**TASK DETAILS:** Beneath this line are the data; copy exactly the part of them that opens with the line containing "Game engine object recognition — detect seated" and closes with the line containing "Game engine object recognition — detect white", and only that part.
___ GIVEN DATA
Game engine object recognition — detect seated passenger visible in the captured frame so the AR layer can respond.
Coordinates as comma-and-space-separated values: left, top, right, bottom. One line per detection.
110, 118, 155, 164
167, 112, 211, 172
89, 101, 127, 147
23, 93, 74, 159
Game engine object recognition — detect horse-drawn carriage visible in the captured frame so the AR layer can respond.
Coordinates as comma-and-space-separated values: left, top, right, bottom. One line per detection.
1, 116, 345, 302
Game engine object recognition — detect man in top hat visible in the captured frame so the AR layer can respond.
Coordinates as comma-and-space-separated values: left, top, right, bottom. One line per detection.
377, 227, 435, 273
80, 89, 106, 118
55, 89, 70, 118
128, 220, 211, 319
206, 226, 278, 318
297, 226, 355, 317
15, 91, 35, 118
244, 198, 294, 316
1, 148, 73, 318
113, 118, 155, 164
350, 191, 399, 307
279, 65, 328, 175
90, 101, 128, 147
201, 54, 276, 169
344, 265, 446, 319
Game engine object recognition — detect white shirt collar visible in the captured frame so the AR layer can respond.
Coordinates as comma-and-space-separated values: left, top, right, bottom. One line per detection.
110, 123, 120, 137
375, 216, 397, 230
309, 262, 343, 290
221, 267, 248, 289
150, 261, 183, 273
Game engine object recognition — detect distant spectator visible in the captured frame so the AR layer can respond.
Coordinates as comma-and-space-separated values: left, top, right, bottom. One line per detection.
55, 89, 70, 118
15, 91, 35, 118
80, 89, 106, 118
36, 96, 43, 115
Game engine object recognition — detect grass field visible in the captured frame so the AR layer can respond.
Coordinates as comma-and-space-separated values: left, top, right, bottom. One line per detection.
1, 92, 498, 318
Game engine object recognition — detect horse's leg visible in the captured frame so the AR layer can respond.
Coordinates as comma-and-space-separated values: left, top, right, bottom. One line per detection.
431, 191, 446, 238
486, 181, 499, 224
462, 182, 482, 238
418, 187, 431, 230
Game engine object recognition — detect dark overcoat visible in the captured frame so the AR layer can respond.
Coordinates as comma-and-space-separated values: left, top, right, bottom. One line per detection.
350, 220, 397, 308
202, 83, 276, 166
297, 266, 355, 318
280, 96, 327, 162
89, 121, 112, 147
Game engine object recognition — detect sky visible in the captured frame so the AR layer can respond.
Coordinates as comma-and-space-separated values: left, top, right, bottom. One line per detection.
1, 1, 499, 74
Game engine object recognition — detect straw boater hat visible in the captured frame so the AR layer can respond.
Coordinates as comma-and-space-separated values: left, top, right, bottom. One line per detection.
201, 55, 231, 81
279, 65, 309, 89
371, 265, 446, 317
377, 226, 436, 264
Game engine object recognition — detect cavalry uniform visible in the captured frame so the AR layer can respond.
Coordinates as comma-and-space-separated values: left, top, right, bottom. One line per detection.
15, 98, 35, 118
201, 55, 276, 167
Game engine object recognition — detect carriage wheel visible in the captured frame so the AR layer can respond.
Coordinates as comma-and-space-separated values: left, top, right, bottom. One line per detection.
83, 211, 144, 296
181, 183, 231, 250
______
___ GIVEN DATA
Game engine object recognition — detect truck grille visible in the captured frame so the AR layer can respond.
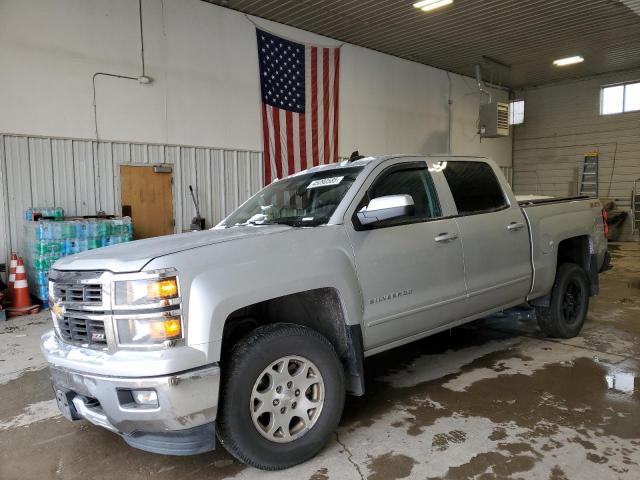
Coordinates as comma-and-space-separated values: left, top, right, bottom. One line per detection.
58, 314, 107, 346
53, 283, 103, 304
______
**ANSWER BELOW:**
Game engine object recognition — detect seated passenger visible in the captured frame so the AR layer can respond.
Coordinates as comma-and-space-separated values: left, top, right, bottom. One line per detection.
110, 118, 155, 164
167, 112, 211, 172
89, 101, 127, 147
23, 93, 74, 159
Game engine object recognition — detect horse-drawn carriage visible in the captured frame so the AR layer can respond.
Coordinates as comma-and-space-separated values: left, top, right, bottom. One line per detection.
1, 116, 345, 302
Game engine object recognition — detect man in top hat visible in the captured frame so the AR layer can respond.
Coordinates as comma-and-space-separated values: left, top, right, bottom. One line per detection.
377, 227, 435, 273
80, 89, 106, 118
55, 89, 70, 118
128, 220, 211, 319
206, 226, 278, 318
297, 226, 355, 317
15, 91, 35, 118
244, 198, 294, 316
1, 148, 73, 318
113, 118, 155, 164
350, 191, 399, 307
279, 65, 328, 175
90, 101, 128, 147
201, 54, 276, 169
344, 265, 446, 319
Game engine object recognition — detect white shirt collar visible in the captured frame so the AR layer can respond.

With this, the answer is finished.